Mr President, Commissioner, ladies and gentlemen, the process of drawing up, discussing and voting on this report in committee was quite a surprising learning process, showing that it is never too late to learn and to carry on learning.
I tackled an activity with which I was only superficially familiar and, in particular, I supplemented all the theoretical knowledge that documents and studying could provide. By contacting and receiving information from those connected with the activity, those who make it their difficult livelihood, those who study it thoroughly and seriously and those who have responsibilities within it, I learnt a lot and I know that there is still a lot to learn.
I started with the idea that we need to protect the environment, which is subject to attacks that are likely to get worse, and I found three questions taking shape: which predatory activities should be moderated or banned? Within what limits? Under what jurisdiction? After much listening and considerable thought, I became convinced that a ban on bottom trawling would not be enough to protect coral reefs and other formations, among which I would highlight thermal vents. It was proved to me that bottom gill-netting was equally predatory or even more so. That is why I explicitly included it. Why is there such resistance to its inclusion? Is it because powerful interests use that method? The Commission argues that it is because there is insufficient scientific evidence to prove the evils of the technique. Even if that were so, however, the precautionary principle should apply. The delimitation of the areas to be protected is defined in the Commission’s proposal by the criterion of degrees of longitude and latitude. I consider this option to be political and not technical, or at least not only technical but with a strong political meaning.
Not using the criterion of miles offshore means that the connection with national exclusive economic zones can be ignored or minimised as something to be forgotten. In view of the negotiations, after the period that ended in November 2003, to change the regulatory limits from 200 to 12 and then to 50 and finally to 100 miles, the failure of the Commission proposal to consider the situation created in the zone between the 100 and 200 mile limits is, in my view, serious and needs to be remedied.

--------------------------------------------------

§ WORK ITEM: Reproduce word for word the part of the speech on bottom trawling that begins at "Mr President, Commissioner, ladies" and stops after "lot to learn.". Work only from the speech on bottom trawling above.

--------------------------------------------------

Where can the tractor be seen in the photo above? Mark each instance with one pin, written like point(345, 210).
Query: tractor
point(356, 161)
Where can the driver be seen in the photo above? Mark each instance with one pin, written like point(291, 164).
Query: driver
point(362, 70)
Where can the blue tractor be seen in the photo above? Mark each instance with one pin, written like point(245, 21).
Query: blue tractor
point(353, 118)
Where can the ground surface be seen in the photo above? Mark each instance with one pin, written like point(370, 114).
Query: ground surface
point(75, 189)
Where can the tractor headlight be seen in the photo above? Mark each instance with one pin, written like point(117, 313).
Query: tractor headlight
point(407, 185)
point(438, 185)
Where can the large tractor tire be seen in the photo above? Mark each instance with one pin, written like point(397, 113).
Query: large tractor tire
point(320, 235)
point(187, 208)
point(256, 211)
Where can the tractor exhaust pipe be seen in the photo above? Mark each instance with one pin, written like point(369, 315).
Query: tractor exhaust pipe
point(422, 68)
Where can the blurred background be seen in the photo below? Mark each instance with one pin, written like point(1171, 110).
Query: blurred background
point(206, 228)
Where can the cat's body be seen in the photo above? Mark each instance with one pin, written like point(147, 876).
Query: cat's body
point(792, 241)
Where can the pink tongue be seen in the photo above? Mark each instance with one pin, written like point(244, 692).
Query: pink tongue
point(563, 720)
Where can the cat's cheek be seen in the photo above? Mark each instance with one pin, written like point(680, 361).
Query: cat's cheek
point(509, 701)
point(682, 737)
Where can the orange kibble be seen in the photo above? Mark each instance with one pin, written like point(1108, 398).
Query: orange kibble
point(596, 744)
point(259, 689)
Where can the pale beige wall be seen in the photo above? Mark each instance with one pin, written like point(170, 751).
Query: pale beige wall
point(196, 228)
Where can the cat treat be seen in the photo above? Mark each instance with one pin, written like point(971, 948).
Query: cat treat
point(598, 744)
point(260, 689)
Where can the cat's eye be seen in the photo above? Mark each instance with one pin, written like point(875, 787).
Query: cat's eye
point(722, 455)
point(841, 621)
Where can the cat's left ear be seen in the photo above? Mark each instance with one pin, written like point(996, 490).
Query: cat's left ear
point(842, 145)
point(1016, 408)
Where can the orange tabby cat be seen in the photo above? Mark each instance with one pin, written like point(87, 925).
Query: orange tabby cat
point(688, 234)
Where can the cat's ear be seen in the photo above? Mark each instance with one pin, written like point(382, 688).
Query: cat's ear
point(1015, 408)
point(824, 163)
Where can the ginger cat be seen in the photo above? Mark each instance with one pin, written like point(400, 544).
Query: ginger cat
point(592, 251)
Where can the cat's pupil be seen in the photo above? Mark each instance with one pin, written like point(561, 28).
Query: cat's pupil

--------------------------------------------------

§ TASK OUTPUT:
Mr President, Commissioner, ladies and gentlemen, the process of drawing up, discussing and voting on this report in committee was quite a surprising learning process, showing that it is never too late to learn and to carry on learning.
I tackled an activity with which I was only superficially familiar and, in particular, I supplemented all the theoretical knowledge that documents and studying could provide. By contacting and receiving information from those connected with the activity, those who make it their difficult livelihood, those who study it thoroughly and seriously and those who have responsibilities within it, I learnt a lot and I know that there is still a lot to learn.